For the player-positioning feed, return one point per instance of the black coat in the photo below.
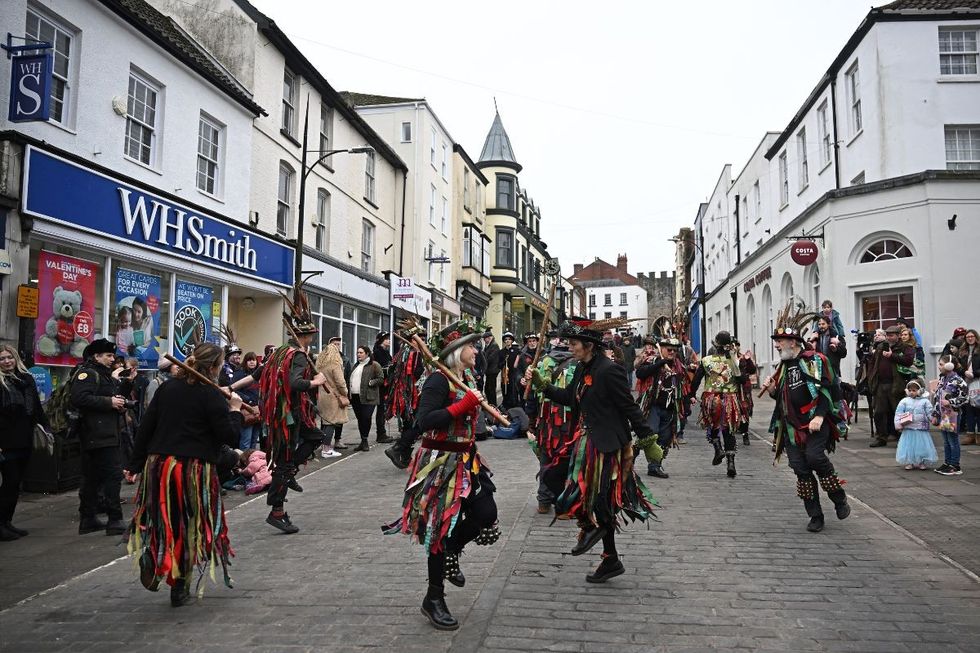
(99, 424)
(607, 405)
(20, 410)
(186, 420)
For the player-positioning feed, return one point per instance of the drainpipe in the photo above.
(833, 113)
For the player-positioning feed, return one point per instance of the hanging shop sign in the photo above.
(66, 305)
(803, 252)
(30, 88)
(410, 297)
(193, 311)
(137, 316)
(62, 191)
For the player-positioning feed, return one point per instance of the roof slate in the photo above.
(497, 147)
(168, 34)
(370, 99)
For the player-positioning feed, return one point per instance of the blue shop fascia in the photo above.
(144, 267)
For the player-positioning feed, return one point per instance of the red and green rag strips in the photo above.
(602, 488)
(179, 520)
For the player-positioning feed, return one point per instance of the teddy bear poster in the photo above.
(65, 321)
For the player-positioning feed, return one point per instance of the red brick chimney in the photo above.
(621, 263)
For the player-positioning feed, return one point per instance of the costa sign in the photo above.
(803, 252)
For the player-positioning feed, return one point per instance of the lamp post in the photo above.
(704, 307)
(305, 171)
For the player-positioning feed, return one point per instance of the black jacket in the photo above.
(606, 405)
(20, 410)
(92, 390)
(492, 355)
(187, 421)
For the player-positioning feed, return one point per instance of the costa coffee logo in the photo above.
(803, 252)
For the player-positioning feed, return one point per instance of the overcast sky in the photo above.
(622, 113)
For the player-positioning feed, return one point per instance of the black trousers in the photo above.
(364, 413)
(306, 441)
(12, 467)
(101, 473)
(476, 512)
(490, 388)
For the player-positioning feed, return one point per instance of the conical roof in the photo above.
(497, 148)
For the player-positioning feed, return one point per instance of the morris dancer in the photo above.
(449, 497)
(721, 409)
(602, 490)
(807, 394)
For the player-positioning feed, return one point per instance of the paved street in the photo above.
(727, 566)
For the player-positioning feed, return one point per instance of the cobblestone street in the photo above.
(727, 566)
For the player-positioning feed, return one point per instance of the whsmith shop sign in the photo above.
(61, 191)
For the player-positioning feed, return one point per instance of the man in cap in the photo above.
(721, 410)
(807, 393)
(660, 404)
(95, 394)
(886, 384)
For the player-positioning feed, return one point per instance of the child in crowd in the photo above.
(951, 395)
(915, 447)
(256, 471)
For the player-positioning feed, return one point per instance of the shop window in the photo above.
(881, 310)
(884, 250)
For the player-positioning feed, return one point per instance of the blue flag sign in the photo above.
(30, 88)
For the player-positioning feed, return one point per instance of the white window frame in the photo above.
(803, 167)
(326, 132)
(971, 133)
(783, 180)
(135, 81)
(58, 80)
(823, 131)
(322, 225)
(367, 246)
(855, 118)
(284, 206)
(210, 147)
(289, 104)
(370, 190)
(948, 52)
(432, 205)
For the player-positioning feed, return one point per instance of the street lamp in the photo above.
(305, 171)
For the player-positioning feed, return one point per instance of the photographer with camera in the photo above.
(95, 393)
(887, 385)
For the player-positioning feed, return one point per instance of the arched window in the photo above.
(884, 250)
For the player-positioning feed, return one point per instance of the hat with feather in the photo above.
(298, 319)
(793, 320)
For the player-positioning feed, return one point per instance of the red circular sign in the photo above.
(804, 252)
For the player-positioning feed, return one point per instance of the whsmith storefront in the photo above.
(110, 257)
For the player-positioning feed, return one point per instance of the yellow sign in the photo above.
(27, 301)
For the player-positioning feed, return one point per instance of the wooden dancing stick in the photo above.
(544, 330)
(419, 345)
(203, 379)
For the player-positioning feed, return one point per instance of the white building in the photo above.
(420, 138)
(879, 159)
(147, 149)
(353, 203)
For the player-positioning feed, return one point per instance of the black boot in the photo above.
(434, 607)
(180, 593)
(90, 525)
(280, 520)
(451, 569)
(816, 515)
(399, 457)
(610, 567)
(719, 453)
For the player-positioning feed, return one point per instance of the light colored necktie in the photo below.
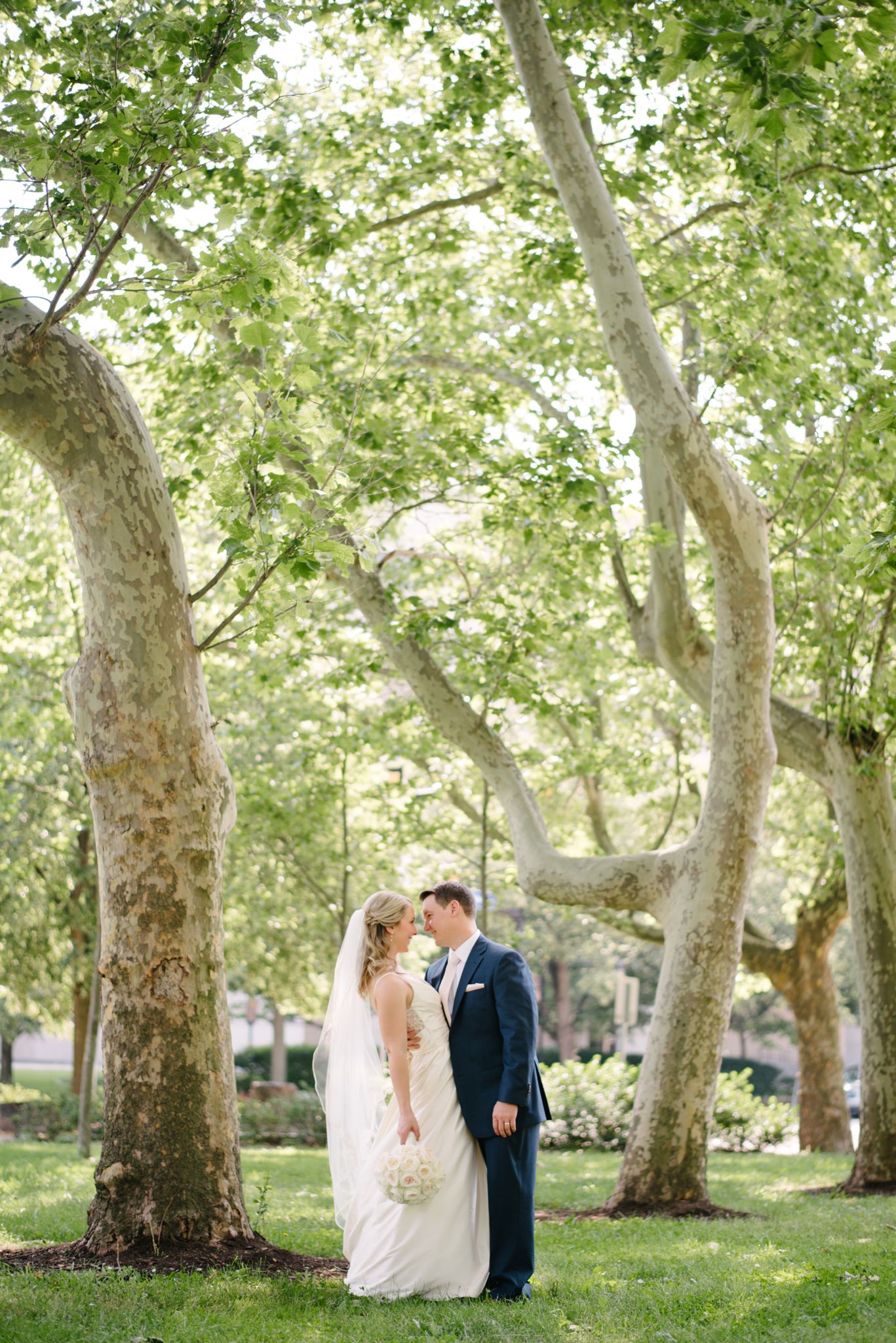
(449, 985)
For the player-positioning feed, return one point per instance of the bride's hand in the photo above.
(408, 1125)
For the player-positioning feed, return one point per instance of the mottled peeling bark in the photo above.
(704, 906)
(160, 794)
(802, 974)
(863, 797)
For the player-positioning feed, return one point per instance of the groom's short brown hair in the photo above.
(448, 891)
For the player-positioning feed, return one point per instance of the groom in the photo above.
(490, 1002)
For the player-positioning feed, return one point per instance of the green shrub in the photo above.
(590, 1103)
(254, 1066)
(296, 1119)
(591, 1107)
(742, 1122)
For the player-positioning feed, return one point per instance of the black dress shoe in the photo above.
(523, 1295)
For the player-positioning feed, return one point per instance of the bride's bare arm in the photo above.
(391, 1001)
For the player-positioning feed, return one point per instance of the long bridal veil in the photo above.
(348, 1072)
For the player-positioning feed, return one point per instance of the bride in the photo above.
(435, 1249)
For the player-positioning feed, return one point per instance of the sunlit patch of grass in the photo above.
(804, 1268)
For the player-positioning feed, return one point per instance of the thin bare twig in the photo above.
(830, 498)
(212, 582)
(450, 203)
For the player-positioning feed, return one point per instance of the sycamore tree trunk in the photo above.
(704, 908)
(697, 891)
(160, 794)
(863, 797)
(824, 1116)
(81, 900)
(802, 974)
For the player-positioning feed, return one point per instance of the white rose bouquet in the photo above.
(410, 1174)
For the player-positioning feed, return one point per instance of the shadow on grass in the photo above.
(152, 1257)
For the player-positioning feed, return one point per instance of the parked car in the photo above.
(851, 1087)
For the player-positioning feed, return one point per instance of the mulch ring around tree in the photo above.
(182, 1257)
(680, 1208)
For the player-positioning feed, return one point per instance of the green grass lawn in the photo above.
(805, 1268)
(51, 1081)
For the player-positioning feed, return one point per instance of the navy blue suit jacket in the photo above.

◆ ◆ ◆ ◆

Leave out the pictures and return every record word for word.

For the player-positioning feed, return one point per instance of the black coat in the photo below.
(99, 424)
(607, 405)
(20, 410)
(186, 420)
For the player-positioning feed, return one point per instance of the drainpipe in the photo above.
(833, 113)
For the player-positioning feed, return one point per instance of the hanging shop sign in the photo above.
(66, 305)
(803, 252)
(30, 88)
(410, 297)
(193, 311)
(137, 316)
(62, 191)
For the player-positioning feed, return one point per instance of the roof slate in the photo above.
(497, 147)
(168, 34)
(370, 99)
For the player-positioning feed, return one point per instance of the blue shop fascia in the photo above.
(144, 267)
For the player-positioning feed, return one point per instance of the red and green rag strips in the photo above.
(602, 488)
(179, 520)
For the player-positioning feed, return one point per instance of the teddy bear poster in the photo above.
(65, 321)
For the player-positioning feed, return one point per instance of the red brick chimney in the photo above.
(621, 263)
For the player-positioning feed, return one point per instance of the costa sign in the photo above.
(803, 252)
For the player-positioning feed, return one point per instance of the lamp post in the photo above.
(704, 307)
(305, 171)
For the player-positioning feed, return one point per instance of the black jacket in the photo above.
(606, 405)
(20, 410)
(92, 390)
(492, 355)
(187, 421)
For the player-positioning feed, return one point per instance of the costa coffee logo in the photo above.
(803, 252)
For the player-positioning feed, return one point per instance of the overcast sky in the photo above.
(622, 113)
For the player-positioning feed, return one point per instance of the black trousers in the photo above.
(364, 413)
(306, 441)
(12, 467)
(101, 473)
(476, 512)
(490, 388)
For the player-positioning feed, return one point per instance of the conical roof in the photo above.
(497, 148)
For the player-positioning feed, return one point per instance of the morris dancer in the photo above.
(449, 497)
(721, 409)
(602, 490)
(807, 394)
For the player-positioning feed, return one point per instance of the paved street in the photo above.
(727, 566)
For the player-positioning feed, return one point per instance of the cobblestone street in the photo above.
(727, 566)
For the player-positioning feed, return one point per instance of the whsmith shop sign in the photo above.
(61, 191)
For the player-positioning feed, return one point per instance of the man in cap in the photo above.
(721, 410)
(807, 393)
(660, 404)
(95, 394)
(886, 384)
For the player-positioning feed, return one point per instance of the child in crowd in the photo above.
(951, 395)
(915, 447)
(256, 471)
For the player-positioning feed, return one point per instance of the shop window in the photo above.
(881, 310)
(884, 250)
For the player-positioning feed, return one point per instance of the blue flag sign in the photo above.
(30, 88)
For the player-positioning feed, return one point per instance of the white window frame in the photo above.
(803, 167)
(326, 132)
(971, 133)
(783, 180)
(135, 81)
(58, 80)
(823, 131)
(322, 225)
(367, 246)
(855, 118)
(284, 206)
(210, 147)
(289, 104)
(370, 190)
(948, 52)
(432, 205)
For the player-positioning feed, return one point per instance of the street lamp in the photo above.
(305, 171)
For the player-positioning feed, return one point per instance of the photographer with camera in the photo above.
(95, 393)
(887, 385)
For the player-positioning feed, return one point per instance of the arched window in the photo above.
(884, 250)
For the player-positioning feed, return one point per instance of the hat with feather in the photo above.
(298, 319)
(793, 320)
For the player-positioning feed, return one point per instance of the red circular sign in the photo above.
(804, 252)
For the player-positioning feed, return one point per instance of the whsmith storefront in the photo above.
(110, 257)
For the player-positioning feed, return one point per instance of the yellow sign in the photo above.
(27, 301)
For the player-positioning feed, return one point per instance of the wooden dancing stick in the photo above.
(544, 330)
(419, 345)
(203, 379)
For the player-positioning feed, return one point per instance of the white building in the photo above.
(420, 138)
(879, 159)
(147, 149)
(353, 203)
For the player-positioning feed, return one point per instance of the black boot in the photo above.
(434, 607)
(180, 593)
(90, 525)
(280, 520)
(451, 569)
(816, 515)
(399, 457)
(610, 567)
(719, 453)
For the player-positioning feed, return one point per instance of the light colored necktie in the photo below.
(449, 985)
For the player-positioning feed, return one point per instance of the bride's hand in the photo above.
(408, 1125)
For the player-positioning feed, return one point per instance of the mottled peeling bark in the photo above.
(704, 906)
(160, 794)
(802, 974)
(863, 797)
For the player-positioning feed, return one point per instance of the groom's short brown hair in the photo above.
(448, 891)
For the player-positioning feed, return one point per instance of the groom in the photo above.
(490, 1002)
For the player-positioning feed, return one point per instance of the green shrub in the photo above.
(590, 1103)
(254, 1066)
(296, 1119)
(591, 1107)
(742, 1122)
For the player-positioning feed, return one point per instance of the black dress shoe in the photo above.
(523, 1295)
For the player-positioning feed, return one point per instance of the bride's bare arm in the photo above.
(391, 1001)
For the player-positioning feed, return one point per instance of the long bridal veil in the photo above.
(348, 1072)
For the player-positioning feed, return one point per instance of the bride in the photo above.
(435, 1249)
For the player-positioning feed, return one point per instance of the sunlit patch of grass in the photo above.
(804, 1268)
For the player-positioning feed, return one point per instance of the thin bare twig in the photo above.
(830, 498)
(212, 582)
(450, 203)
For the player-positioning feed, return one point per instance of the sycamore tree trunk in the photo above.
(704, 908)
(697, 891)
(160, 794)
(863, 797)
(824, 1116)
(81, 900)
(802, 974)
For the player-positioning feed, return one point per instance of the white rose bouquet in the photo above.
(410, 1174)
For the player-positioning feed, return one point per instance of the shadow on grass in the photo above.
(152, 1257)
For the player-positioning feed, return one point per instance of the parked car in the photo above.
(851, 1087)
For the player-positioning feed, return one point per instance of the mulch ring around tree in the photo above.
(182, 1257)
(680, 1208)
For the player-positioning feed, return one point per instance of the green grass lawn in the photo above.
(805, 1268)
(51, 1081)
For the player-positioning feed, return one point per instance of the navy blue suit jacket in the photo above.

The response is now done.